• [Dataset records]
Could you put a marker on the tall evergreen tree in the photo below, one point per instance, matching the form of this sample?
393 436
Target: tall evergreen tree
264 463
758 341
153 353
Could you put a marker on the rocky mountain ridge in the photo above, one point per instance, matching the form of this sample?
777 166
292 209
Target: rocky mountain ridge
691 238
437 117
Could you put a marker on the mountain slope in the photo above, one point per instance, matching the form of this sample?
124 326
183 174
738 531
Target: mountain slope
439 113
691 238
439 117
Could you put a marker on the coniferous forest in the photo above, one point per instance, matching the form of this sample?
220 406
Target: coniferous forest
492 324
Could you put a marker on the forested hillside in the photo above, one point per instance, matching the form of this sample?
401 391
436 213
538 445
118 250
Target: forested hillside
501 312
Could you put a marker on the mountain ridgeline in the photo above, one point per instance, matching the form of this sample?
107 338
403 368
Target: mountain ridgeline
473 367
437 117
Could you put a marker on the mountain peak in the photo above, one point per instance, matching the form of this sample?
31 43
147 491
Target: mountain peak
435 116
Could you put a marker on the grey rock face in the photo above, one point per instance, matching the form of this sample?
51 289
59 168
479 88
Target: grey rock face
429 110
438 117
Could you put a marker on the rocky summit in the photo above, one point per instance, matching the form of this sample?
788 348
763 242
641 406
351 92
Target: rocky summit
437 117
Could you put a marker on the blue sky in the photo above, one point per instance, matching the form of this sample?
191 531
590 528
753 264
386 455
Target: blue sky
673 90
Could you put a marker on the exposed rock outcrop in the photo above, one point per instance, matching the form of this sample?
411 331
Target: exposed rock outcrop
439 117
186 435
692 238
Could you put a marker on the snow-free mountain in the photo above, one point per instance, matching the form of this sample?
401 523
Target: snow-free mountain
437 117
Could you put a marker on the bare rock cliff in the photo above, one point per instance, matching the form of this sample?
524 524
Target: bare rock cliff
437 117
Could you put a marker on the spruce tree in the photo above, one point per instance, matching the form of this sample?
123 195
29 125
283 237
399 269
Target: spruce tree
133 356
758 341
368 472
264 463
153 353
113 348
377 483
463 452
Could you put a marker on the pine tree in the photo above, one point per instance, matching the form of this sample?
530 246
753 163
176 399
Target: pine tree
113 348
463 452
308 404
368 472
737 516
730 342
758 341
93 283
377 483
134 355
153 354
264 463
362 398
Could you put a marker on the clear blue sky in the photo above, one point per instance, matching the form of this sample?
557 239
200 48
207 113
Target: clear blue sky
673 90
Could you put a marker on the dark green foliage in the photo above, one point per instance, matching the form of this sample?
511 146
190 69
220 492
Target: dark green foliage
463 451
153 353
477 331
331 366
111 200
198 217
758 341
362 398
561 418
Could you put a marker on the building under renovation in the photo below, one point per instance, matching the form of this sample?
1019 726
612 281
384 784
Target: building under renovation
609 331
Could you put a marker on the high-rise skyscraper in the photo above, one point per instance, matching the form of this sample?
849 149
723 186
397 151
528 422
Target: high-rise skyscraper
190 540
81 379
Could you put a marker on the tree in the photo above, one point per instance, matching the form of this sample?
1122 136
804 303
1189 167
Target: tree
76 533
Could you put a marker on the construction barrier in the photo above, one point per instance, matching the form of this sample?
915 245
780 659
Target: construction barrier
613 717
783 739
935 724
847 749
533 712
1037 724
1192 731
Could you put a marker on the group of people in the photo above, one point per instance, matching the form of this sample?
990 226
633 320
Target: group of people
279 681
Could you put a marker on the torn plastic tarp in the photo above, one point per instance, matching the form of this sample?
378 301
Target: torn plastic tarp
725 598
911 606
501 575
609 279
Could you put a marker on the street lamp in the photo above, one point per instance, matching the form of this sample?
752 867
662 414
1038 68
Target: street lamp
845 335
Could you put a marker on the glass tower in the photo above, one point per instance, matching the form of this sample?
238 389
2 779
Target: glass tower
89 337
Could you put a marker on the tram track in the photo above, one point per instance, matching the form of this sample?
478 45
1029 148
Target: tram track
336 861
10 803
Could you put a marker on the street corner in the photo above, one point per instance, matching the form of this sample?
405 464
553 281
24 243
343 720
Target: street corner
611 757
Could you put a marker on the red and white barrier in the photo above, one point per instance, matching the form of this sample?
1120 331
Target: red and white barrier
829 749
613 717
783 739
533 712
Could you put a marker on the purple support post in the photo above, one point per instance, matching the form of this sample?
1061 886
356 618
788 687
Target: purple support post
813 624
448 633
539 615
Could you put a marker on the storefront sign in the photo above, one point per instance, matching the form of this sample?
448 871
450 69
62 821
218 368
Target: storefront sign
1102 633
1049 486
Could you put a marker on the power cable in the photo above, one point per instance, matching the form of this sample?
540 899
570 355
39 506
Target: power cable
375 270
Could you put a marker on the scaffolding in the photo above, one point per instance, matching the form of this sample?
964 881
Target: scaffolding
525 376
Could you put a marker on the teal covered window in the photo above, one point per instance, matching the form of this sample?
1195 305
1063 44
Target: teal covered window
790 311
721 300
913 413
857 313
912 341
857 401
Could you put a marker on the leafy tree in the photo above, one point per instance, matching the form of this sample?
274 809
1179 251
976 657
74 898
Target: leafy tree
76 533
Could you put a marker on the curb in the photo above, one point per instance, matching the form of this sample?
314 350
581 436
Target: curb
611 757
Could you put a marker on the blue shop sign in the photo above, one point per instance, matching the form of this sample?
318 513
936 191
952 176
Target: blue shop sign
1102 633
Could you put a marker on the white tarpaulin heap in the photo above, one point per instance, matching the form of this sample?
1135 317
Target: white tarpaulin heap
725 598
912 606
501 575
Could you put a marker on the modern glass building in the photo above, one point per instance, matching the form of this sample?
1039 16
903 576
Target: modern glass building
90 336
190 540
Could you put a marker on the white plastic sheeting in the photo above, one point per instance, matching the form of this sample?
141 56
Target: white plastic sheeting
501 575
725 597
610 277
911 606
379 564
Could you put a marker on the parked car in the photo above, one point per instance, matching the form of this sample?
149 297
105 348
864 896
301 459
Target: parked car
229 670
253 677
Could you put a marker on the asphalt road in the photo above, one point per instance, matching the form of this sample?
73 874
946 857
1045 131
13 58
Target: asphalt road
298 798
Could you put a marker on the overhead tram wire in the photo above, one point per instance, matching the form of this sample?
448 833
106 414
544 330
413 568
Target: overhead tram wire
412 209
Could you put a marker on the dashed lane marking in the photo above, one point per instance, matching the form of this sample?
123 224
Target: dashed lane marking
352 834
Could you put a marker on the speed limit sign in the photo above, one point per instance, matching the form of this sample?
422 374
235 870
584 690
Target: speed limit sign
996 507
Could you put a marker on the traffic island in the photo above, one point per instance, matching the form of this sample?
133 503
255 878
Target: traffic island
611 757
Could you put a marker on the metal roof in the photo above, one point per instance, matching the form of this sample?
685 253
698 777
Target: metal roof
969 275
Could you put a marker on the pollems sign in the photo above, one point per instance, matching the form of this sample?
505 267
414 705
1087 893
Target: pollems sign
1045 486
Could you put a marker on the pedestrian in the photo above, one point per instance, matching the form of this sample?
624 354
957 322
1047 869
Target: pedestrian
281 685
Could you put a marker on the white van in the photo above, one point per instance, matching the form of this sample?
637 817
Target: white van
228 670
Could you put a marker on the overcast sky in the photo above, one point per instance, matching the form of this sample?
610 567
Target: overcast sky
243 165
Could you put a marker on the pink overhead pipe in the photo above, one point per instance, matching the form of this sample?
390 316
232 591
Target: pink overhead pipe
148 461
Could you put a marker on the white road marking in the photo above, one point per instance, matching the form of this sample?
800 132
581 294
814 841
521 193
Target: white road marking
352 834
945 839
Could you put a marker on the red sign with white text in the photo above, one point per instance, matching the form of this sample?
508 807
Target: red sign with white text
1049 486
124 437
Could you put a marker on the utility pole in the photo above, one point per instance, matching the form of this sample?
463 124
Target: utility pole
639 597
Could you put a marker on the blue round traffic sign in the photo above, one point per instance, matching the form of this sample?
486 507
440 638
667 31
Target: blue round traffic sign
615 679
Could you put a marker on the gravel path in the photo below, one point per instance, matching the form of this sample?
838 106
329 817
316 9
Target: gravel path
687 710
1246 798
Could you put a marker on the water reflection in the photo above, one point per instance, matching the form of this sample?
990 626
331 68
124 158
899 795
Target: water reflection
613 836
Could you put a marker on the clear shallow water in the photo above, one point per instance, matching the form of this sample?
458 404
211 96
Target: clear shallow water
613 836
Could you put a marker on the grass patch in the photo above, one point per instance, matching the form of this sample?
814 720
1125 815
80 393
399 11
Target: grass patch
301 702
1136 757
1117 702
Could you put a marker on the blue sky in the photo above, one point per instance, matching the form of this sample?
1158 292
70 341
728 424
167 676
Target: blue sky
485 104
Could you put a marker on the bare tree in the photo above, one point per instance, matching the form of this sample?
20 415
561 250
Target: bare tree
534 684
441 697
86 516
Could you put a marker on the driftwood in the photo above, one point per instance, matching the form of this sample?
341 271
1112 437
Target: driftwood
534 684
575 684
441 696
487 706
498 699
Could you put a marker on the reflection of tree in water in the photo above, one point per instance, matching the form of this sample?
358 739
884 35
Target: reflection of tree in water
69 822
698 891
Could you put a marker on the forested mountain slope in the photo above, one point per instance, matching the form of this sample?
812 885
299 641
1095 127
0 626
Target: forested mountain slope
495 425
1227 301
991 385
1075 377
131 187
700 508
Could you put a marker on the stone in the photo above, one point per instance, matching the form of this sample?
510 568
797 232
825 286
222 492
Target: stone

• [Aim of the exercise]
Lines holding "stone": copy each one from the records above.

• [Finished task]
Could you put a marker on the stone in the photo above, one point per instance, matching the form of this sample?
Target: stone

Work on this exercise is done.